→ What the exercise asks:
Please find each line in the listing below that contains the word "woman", and copy those lines out in full.
☆ ☆ ☆ ☆
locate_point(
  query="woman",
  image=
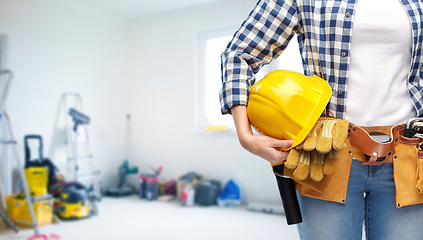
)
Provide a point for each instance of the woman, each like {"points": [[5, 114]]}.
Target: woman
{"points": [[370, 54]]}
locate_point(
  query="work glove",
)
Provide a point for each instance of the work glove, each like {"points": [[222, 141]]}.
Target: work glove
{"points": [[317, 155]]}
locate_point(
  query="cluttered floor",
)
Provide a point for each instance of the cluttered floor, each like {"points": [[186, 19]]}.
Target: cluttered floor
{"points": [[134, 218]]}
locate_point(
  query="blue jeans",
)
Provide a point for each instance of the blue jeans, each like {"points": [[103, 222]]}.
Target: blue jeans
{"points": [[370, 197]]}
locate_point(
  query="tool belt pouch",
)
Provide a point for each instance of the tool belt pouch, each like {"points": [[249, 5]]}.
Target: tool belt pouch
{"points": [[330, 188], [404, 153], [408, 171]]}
☆ ☆ ☆ ☆
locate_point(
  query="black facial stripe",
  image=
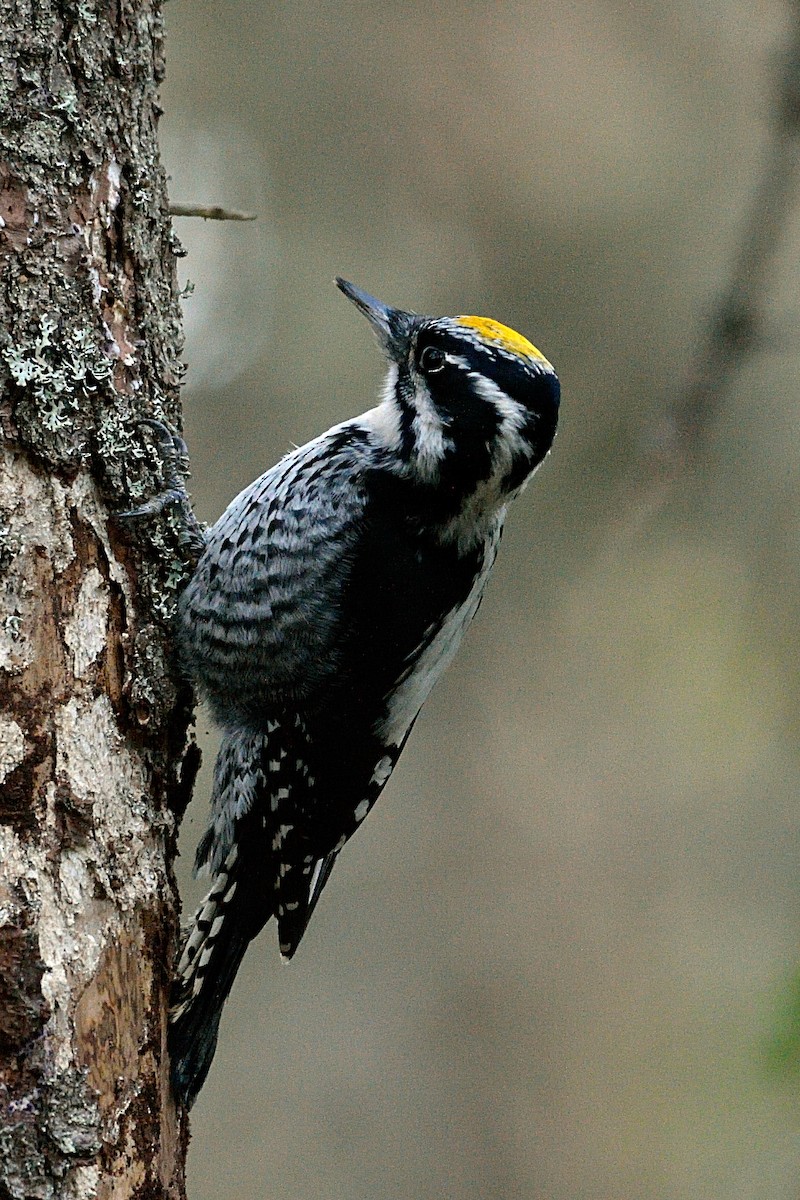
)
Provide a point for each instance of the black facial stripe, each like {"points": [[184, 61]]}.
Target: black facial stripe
☆ ☆ ☆ ☆
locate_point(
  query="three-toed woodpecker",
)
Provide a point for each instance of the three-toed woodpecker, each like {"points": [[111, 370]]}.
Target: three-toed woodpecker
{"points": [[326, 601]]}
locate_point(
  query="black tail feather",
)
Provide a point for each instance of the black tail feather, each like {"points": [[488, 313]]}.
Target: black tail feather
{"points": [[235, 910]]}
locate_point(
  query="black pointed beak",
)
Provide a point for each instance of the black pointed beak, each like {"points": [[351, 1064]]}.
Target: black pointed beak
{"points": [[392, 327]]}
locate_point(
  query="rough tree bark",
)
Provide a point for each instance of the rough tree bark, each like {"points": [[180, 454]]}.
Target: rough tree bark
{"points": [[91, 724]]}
☆ ☆ ☆ ☆
→ Result:
  query="woman",
Provide a point for each instance of the woman, each like {"points": [[5, 114]]}.
Target: woman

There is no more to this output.